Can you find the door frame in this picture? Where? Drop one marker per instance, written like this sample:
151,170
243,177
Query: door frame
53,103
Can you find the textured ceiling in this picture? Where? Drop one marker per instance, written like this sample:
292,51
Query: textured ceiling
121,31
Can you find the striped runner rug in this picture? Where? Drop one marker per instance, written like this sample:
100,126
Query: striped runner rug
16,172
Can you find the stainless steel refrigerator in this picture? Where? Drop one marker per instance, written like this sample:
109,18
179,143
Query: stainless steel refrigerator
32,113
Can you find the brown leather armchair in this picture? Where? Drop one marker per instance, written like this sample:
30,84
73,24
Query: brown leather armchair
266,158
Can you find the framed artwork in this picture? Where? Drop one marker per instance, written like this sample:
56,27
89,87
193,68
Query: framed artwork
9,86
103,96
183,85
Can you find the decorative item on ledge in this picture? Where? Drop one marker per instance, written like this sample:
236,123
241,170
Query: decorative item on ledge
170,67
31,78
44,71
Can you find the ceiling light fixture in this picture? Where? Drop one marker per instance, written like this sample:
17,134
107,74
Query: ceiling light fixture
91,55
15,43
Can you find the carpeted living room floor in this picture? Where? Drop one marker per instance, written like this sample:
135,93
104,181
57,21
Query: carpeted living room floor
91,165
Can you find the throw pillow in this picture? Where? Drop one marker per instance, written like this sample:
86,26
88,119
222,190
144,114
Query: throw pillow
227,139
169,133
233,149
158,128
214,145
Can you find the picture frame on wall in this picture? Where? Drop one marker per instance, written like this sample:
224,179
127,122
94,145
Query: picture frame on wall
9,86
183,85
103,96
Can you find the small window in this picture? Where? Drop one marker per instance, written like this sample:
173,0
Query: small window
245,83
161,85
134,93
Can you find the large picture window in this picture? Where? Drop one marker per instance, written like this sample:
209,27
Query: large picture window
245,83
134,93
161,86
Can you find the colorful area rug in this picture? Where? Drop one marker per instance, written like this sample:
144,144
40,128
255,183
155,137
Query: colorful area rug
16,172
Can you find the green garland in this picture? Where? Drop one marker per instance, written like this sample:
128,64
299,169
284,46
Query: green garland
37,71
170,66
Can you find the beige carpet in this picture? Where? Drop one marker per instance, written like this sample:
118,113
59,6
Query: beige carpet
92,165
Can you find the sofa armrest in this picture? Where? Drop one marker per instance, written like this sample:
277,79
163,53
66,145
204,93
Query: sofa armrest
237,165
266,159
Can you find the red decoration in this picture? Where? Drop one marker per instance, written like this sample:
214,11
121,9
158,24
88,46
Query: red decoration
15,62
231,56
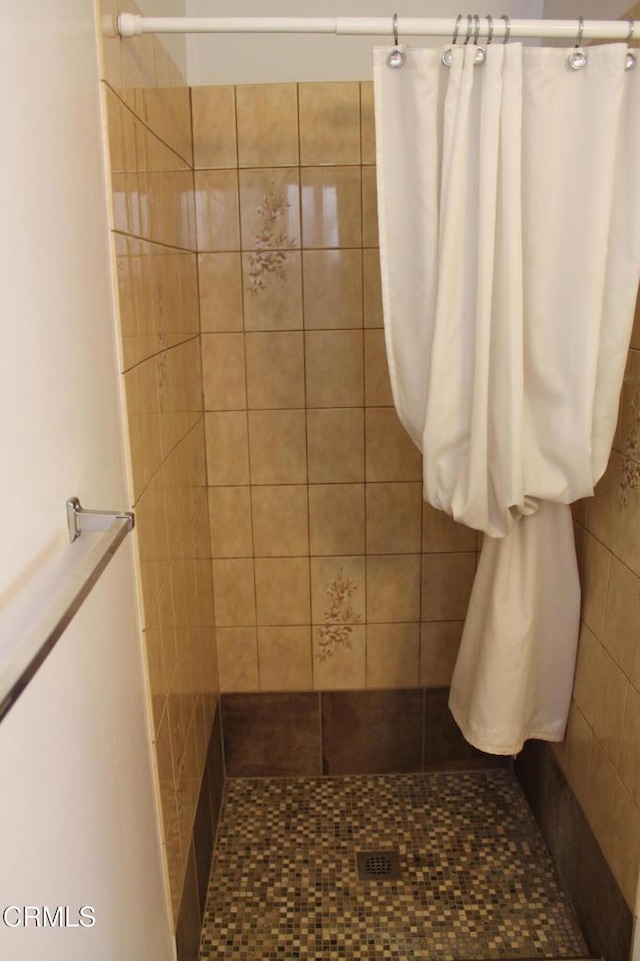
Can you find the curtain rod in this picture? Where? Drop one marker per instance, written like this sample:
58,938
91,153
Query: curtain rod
133,25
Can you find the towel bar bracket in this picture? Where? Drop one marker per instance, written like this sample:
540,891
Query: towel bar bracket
80,520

What the task requires: Leaving the pictures aside, transcribe the entire listing exactly.

Answer to the exercise:
Can you find the door frame in this picture? Where? Drop one marker per instance, written like this sample:
151,170
243,177
Query: door frame
53,103
Can you find the textured ceiling in this picture? Where? Drop one marker per instance, written like this sample:
292,51
Query: textured ceiling
121,31
Can you find the striped runner rug in this picture? Where? Drop one marker per instance, written like this sample:
100,126
Query: striped runner rug
16,172
Can you find the stainless steel refrigerator in this picture? Where? Drop one marker per instance, written like this sample:
109,18
179,143
Query: stainless steel refrigerator
32,113
Can you find the brown leather armchair in this picture? Where? Drop one marker per instance, written like this sample:
30,84
73,24
Query: brown leather armchair
266,158
Can you find the framed artwork in this picture? Where? Drop one marker per instance, written like this sample:
56,27
89,87
193,68
Query: framed artwork
9,86
103,96
183,85
Can you find the decorative item on ledge in this picture? Where? Drop one marker per instance, written like this sample:
236,123
241,170
Query: decorative item on ledge
170,67
31,78
44,71
Can you find the ceiling light fixture in this picture? Where? Drop one marker per instance, written like this sample:
17,134
107,74
Query: ceiling light fixture
91,55
15,43
Can you find the carpeted living room floor in this picture? Where? Drop one marker per instance, written like this sample:
135,93
104,181
57,21
Query: carpeted living room floor
91,165
Can you find the throw pillow in this picture? Where? Drop one marker per instance, written like this sample:
86,26
88,119
222,190
144,114
Query: throw pillow
227,139
169,133
233,149
158,128
214,145
Can you find the picture frame on wall in this picture? Where? Drop one marker per instance, written like this sample:
224,179
127,122
94,145
Query: picture frame on wall
9,86
183,85
103,96
Can you find the small window in this picture? Where? Drop one marker per instance, written like this sample:
173,0
Query: small window
245,83
161,85
134,93
Can you find the large picture window in this picture? Where? Drop one marker per instance, written like this sample:
209,27
Query: large picture window
245,83
134,93
161,86
Can you find the colorful area rug in this picture? Where? Drop one marker per instance, written like this sample:
144,144
40,128
255,183
155,137
Query: colorful area rug
16,172
Can you find the green garland in this picture? Where? Drop one marker per instance, written like this sample:
128,64
299,169
284,46
Query: green garland
37,71
170,66
Can you find the beige carpet in this picture? Where? Drop one marker per instance, written like this sample:
118,113
59,6
Query: beige carpet
92,165
Can you find the sofa armrest in this picture? Where? Drop one marker per instance, written like this sample:
277,79
163,53
66,145
204,93
Query: sofa armrest
237,165
266,159
Can you find the red decoration in this picture? Where? Drop one marker per instance, written like this sample:
214,11
121,9
158,24
88,46
Query: red decoration
15,62
231,56
Can you find the curtain rod in this picture? Where? Drop one marker per instance, written like this sample:
58,938
91,153
Query: curtain rod
133,25
Can you find the towel bar bracket in this picture? Where? Drop one marker per instance, written like this sample:
540,891
Query: towel bar bracket
80,520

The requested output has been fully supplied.